Challenge. Revise the stretch from the line containing "Given the picture above, confirm whether the statue of" through the line containing "[78,203,164,220]", changing "carved garland" to "carved wreath" and leaving everything else unchanged.
--- START Records ---
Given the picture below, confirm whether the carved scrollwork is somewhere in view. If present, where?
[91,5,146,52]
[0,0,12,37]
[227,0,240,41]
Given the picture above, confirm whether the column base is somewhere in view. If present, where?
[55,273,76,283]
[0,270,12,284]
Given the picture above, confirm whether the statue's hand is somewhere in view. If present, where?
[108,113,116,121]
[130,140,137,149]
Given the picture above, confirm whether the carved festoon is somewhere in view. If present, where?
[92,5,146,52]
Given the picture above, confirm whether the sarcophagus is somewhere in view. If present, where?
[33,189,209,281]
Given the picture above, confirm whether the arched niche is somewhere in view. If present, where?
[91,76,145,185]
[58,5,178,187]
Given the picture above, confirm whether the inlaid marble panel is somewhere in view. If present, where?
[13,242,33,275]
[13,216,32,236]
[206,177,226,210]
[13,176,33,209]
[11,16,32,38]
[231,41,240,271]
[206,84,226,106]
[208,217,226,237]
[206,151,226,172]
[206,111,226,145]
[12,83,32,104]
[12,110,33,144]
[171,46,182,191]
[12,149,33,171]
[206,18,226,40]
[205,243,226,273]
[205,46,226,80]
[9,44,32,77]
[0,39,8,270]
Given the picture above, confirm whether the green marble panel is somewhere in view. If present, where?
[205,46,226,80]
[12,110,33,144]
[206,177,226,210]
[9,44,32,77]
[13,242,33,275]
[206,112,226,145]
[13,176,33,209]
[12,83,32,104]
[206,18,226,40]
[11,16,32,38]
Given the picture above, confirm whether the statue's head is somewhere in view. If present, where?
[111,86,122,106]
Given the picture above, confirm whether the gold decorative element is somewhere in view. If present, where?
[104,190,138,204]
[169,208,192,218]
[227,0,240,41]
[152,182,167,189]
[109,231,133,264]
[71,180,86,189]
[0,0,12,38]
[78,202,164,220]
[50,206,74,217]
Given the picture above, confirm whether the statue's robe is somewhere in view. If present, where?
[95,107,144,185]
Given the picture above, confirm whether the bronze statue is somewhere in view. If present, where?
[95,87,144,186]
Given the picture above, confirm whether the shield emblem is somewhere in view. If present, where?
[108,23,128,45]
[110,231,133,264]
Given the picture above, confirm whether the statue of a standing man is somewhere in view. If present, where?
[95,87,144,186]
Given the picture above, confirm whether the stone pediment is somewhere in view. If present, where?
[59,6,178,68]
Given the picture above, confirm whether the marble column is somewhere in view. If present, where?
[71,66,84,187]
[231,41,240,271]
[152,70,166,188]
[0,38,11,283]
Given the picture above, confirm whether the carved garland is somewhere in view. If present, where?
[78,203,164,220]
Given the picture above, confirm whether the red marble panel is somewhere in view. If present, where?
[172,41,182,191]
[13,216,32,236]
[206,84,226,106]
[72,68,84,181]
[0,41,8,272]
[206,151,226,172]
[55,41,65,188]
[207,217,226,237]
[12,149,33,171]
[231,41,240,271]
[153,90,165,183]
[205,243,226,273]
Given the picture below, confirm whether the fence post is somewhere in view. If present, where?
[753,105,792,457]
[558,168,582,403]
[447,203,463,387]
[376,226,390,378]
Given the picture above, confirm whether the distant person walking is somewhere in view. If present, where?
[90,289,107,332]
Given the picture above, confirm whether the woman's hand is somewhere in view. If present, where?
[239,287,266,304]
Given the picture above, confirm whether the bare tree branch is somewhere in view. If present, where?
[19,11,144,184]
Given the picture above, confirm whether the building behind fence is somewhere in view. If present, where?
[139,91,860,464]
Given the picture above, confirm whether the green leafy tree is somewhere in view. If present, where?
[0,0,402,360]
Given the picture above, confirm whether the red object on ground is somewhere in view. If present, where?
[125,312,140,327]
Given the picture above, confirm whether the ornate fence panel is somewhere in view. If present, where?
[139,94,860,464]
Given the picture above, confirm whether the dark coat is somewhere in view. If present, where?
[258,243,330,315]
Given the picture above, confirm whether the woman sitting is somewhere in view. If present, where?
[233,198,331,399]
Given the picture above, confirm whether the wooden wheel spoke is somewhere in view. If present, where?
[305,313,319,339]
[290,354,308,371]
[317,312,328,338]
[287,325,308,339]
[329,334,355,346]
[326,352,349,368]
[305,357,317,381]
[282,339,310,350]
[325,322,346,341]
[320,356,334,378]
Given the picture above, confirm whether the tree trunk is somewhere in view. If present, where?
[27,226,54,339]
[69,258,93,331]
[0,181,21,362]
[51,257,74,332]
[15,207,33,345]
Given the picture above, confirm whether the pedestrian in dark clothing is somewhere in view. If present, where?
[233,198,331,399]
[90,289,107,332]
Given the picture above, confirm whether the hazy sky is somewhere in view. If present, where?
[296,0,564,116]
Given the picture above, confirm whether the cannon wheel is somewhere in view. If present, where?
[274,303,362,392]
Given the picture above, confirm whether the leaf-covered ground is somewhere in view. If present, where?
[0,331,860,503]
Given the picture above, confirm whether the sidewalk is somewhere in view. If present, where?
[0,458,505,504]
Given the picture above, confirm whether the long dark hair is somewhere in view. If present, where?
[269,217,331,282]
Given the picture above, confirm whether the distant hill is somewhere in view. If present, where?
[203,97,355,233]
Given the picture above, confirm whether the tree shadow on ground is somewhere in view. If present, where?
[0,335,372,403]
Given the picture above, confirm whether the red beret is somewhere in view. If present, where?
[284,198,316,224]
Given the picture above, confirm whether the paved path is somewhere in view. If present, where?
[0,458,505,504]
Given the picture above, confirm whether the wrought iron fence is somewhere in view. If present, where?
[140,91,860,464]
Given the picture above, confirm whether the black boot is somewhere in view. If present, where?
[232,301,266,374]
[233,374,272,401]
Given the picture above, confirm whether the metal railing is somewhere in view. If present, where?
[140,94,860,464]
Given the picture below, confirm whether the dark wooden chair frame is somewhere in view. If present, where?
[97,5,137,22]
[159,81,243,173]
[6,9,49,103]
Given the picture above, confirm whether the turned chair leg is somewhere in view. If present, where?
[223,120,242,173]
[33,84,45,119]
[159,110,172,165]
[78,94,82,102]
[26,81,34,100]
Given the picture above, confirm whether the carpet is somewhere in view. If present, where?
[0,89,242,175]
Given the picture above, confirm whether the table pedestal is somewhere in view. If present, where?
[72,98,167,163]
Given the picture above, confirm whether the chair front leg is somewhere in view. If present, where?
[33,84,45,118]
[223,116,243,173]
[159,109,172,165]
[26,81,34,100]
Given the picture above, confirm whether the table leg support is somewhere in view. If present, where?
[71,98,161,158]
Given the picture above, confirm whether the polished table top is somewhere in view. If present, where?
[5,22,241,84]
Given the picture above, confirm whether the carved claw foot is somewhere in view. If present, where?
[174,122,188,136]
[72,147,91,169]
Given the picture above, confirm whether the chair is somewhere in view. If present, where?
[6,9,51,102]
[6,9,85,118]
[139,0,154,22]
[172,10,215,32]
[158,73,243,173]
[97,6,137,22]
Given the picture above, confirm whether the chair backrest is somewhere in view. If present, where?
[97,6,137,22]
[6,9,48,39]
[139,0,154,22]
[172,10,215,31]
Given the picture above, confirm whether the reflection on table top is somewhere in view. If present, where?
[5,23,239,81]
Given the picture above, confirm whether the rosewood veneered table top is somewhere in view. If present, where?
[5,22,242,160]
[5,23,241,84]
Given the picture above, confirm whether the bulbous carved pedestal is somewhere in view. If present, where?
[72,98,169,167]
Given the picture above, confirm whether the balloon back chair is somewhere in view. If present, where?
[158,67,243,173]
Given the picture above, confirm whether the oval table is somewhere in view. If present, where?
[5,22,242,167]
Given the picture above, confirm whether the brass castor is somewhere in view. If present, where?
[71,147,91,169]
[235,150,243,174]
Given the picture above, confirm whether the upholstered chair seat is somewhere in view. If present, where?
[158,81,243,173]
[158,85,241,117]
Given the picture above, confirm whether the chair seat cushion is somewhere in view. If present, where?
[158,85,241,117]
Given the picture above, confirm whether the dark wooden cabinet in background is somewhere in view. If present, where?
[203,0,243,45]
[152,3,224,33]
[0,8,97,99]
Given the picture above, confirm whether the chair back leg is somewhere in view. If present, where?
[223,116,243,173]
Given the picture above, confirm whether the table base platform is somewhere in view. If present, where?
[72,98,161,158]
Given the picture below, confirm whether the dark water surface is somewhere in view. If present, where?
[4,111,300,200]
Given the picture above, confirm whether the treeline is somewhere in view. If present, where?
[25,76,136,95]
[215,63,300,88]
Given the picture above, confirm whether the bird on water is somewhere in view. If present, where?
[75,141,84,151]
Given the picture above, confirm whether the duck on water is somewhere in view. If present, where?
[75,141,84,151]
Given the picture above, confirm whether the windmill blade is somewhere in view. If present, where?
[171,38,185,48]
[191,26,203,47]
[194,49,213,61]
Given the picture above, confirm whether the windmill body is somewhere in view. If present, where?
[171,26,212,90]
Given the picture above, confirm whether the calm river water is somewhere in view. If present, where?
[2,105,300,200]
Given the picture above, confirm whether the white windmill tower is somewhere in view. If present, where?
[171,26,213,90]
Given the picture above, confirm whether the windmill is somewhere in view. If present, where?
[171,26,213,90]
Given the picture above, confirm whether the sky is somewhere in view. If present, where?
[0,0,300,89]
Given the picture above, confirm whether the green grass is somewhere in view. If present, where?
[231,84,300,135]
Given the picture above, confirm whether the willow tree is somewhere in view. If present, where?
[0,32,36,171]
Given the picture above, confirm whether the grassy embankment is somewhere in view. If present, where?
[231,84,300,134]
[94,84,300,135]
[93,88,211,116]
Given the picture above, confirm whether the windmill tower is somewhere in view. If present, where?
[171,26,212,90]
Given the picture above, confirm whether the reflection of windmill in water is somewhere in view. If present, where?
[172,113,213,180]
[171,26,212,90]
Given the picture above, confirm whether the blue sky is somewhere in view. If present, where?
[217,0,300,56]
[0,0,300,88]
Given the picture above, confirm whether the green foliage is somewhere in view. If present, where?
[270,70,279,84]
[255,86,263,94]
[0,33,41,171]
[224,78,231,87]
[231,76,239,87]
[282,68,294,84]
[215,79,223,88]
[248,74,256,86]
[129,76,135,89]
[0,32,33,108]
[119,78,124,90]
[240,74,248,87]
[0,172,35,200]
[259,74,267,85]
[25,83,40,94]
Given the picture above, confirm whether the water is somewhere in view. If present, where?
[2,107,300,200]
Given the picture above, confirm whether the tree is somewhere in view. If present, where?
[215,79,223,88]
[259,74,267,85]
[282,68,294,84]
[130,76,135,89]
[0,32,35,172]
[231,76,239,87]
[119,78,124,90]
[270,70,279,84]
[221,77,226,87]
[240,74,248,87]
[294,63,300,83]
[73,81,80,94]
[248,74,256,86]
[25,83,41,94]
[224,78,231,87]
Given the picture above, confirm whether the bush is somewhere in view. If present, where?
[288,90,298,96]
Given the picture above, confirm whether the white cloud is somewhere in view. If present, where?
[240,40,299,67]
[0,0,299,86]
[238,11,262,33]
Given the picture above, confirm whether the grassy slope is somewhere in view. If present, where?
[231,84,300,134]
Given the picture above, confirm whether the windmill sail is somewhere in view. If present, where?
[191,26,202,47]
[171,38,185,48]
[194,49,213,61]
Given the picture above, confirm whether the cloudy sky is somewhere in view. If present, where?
--- END Records ---
Output.
Given the picture above, confirm whether the statue of a standing man is somewhere in view. If present, where?
[95,87,144,186]
Given the picture above, confirm whether the stone pediment is somewhere in view. If present, where?
[59,6,178,68]
Given the picture above, confirm whether the marble column is somewhere in view. If present, where?
[71,66,84,187]
[231,41,240,271]
[152,70,166,188]
[0,38,11,283]
Given the picture above, confirm whether the carved wreath is somewhere in view. If present, where?
[78,203,164,220]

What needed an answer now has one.